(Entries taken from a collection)
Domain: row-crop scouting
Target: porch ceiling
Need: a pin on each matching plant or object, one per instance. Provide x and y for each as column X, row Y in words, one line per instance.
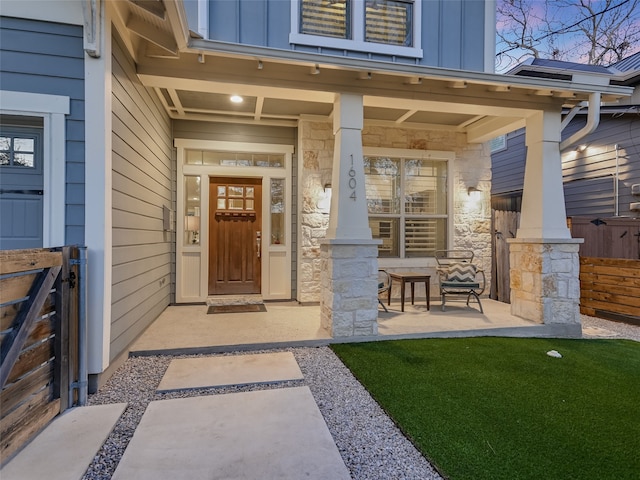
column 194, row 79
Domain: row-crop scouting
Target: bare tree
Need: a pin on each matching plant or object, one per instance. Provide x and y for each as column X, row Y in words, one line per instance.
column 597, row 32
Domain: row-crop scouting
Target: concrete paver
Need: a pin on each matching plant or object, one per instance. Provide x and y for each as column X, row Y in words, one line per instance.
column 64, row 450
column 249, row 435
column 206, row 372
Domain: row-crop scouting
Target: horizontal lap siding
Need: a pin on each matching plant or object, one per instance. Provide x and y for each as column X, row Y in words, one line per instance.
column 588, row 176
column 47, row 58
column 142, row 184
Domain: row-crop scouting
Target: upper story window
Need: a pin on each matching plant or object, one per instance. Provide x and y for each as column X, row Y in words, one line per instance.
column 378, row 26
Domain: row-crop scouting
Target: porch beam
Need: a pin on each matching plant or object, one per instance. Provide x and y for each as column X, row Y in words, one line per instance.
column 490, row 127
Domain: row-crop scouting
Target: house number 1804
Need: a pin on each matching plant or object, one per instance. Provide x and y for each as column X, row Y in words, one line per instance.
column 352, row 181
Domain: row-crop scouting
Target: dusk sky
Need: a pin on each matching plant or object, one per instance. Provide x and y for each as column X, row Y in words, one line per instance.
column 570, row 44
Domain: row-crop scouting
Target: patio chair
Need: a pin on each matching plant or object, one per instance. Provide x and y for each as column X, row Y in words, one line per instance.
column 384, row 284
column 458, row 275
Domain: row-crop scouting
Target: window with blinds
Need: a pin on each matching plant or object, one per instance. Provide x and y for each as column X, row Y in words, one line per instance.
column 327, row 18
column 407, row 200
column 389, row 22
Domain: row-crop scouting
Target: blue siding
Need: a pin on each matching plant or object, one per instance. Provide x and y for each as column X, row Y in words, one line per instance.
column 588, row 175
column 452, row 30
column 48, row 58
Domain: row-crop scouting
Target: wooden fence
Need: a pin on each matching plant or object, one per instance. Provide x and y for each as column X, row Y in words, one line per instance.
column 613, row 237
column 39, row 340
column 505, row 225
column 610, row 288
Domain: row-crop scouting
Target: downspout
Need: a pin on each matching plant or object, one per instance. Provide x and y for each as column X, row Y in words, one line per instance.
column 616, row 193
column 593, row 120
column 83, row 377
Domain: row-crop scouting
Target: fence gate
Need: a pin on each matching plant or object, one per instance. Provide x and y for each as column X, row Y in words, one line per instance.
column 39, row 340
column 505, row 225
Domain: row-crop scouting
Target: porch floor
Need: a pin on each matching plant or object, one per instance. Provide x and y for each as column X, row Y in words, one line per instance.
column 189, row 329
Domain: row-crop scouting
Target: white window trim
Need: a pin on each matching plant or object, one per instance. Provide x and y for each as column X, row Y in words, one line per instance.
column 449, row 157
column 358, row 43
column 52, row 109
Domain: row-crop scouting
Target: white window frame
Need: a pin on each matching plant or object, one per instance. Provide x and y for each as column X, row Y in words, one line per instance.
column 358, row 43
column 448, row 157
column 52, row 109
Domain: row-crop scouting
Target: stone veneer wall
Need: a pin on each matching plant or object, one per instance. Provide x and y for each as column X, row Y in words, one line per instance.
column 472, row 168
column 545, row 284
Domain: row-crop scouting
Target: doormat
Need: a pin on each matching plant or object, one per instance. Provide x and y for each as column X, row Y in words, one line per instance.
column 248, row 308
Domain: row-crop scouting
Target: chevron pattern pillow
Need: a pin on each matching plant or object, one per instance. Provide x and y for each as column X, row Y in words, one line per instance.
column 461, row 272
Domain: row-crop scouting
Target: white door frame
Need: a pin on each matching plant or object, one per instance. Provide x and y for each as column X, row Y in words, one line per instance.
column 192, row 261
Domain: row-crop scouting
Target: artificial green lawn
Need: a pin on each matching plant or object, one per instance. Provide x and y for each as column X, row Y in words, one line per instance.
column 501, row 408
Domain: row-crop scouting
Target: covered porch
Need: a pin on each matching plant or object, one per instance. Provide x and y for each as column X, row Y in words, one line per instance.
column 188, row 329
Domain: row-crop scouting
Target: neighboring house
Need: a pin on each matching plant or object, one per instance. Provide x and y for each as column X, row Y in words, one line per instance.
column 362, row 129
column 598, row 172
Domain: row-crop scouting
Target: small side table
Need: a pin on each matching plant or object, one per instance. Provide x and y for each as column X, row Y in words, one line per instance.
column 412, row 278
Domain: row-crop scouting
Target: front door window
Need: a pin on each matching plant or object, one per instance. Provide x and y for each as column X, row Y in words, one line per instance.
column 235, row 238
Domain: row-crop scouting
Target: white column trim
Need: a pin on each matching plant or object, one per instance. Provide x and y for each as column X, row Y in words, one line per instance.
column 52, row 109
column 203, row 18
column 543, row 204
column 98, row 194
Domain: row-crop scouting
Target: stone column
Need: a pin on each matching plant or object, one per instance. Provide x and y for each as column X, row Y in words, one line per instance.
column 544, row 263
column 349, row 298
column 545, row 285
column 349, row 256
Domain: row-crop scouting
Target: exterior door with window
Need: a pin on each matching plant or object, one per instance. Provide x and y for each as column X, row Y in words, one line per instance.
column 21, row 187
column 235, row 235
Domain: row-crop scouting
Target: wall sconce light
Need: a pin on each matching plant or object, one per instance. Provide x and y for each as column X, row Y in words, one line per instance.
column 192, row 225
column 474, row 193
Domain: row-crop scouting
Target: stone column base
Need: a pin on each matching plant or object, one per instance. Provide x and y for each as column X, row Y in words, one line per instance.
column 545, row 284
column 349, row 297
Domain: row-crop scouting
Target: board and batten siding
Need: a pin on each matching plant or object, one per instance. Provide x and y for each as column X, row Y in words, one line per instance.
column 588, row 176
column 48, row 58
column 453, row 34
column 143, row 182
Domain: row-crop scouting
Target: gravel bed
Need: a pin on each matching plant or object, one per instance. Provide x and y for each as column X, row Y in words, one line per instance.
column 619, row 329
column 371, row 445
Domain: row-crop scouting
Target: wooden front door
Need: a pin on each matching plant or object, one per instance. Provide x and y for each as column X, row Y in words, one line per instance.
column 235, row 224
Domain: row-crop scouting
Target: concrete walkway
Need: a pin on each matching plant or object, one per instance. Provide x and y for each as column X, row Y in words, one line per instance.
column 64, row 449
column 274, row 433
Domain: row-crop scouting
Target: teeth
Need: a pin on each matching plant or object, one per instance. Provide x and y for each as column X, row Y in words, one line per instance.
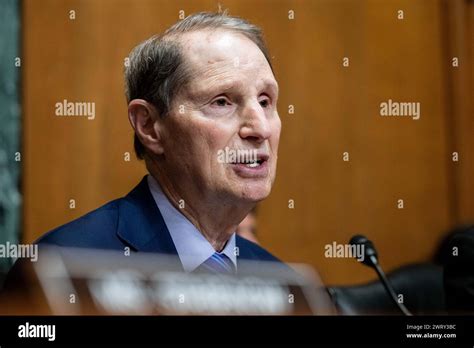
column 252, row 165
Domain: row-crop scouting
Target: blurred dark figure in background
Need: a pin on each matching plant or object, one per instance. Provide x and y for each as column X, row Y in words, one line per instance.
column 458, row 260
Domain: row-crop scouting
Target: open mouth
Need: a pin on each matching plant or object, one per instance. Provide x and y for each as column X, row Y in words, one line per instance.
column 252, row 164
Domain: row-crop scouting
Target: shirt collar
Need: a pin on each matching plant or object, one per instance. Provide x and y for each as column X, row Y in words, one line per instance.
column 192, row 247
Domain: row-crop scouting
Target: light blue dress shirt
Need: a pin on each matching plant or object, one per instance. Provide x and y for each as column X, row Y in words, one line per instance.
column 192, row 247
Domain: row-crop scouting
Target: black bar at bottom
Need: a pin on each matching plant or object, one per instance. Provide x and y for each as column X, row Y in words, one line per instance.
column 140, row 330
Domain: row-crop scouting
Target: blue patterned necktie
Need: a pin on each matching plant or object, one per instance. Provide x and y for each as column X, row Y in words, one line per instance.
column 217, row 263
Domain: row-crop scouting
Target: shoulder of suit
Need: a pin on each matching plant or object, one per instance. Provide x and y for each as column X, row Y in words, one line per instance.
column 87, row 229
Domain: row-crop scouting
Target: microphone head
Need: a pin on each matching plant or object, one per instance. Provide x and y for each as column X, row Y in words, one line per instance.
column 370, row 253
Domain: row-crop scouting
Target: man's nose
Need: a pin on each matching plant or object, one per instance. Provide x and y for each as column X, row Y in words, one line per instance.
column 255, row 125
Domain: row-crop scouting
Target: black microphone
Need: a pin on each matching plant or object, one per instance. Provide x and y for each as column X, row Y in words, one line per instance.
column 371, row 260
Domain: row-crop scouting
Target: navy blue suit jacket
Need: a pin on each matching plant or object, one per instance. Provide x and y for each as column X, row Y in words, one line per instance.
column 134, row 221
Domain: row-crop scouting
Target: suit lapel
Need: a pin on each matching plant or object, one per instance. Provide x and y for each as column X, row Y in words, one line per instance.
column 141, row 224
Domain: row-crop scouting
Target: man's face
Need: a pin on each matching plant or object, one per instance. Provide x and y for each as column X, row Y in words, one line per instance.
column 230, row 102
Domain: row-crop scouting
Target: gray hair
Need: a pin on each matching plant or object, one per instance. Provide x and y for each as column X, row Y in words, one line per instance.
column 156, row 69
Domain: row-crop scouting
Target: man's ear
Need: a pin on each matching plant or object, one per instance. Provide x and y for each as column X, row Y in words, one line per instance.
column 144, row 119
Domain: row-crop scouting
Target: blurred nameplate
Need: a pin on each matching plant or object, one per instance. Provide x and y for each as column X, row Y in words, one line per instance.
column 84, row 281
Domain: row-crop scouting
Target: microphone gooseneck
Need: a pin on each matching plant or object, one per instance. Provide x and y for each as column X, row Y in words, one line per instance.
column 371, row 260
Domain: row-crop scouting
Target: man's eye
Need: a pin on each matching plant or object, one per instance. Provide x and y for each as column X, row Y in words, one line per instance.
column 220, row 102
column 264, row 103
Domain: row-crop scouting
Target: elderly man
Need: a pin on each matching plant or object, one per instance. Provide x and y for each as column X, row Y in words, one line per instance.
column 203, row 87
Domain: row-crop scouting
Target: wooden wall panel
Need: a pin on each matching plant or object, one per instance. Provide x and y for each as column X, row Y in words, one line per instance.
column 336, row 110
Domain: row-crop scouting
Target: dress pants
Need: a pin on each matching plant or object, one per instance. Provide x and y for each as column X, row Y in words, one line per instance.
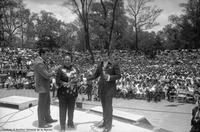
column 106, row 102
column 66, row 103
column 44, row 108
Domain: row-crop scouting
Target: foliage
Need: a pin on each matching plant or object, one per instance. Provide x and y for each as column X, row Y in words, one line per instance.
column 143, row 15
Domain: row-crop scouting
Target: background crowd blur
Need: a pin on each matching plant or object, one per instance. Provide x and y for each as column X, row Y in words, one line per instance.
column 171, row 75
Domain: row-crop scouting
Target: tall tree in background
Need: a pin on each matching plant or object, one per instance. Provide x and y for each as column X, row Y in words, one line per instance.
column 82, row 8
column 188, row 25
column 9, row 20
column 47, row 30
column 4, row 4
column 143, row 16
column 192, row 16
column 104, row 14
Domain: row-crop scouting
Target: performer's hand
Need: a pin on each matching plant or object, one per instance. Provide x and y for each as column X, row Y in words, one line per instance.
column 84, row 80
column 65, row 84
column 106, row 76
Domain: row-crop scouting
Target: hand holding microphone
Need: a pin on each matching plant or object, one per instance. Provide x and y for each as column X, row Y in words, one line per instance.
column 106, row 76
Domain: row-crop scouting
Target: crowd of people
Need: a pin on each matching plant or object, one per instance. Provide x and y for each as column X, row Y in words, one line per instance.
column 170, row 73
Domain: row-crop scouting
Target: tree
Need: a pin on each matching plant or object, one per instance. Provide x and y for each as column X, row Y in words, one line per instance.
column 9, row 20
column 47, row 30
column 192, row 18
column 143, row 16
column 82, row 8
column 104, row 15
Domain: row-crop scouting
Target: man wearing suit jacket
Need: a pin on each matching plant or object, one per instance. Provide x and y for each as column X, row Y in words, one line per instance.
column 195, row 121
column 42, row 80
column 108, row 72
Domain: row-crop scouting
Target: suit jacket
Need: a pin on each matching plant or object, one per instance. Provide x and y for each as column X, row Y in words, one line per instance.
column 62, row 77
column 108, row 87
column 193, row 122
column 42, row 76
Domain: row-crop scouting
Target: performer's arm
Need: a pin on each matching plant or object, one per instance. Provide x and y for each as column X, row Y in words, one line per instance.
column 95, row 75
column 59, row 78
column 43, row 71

* EXERCISE OBJECTIVE
Only the number is needed here: how many lines in the data contain "siding"?

* YOUR SOLUTION
3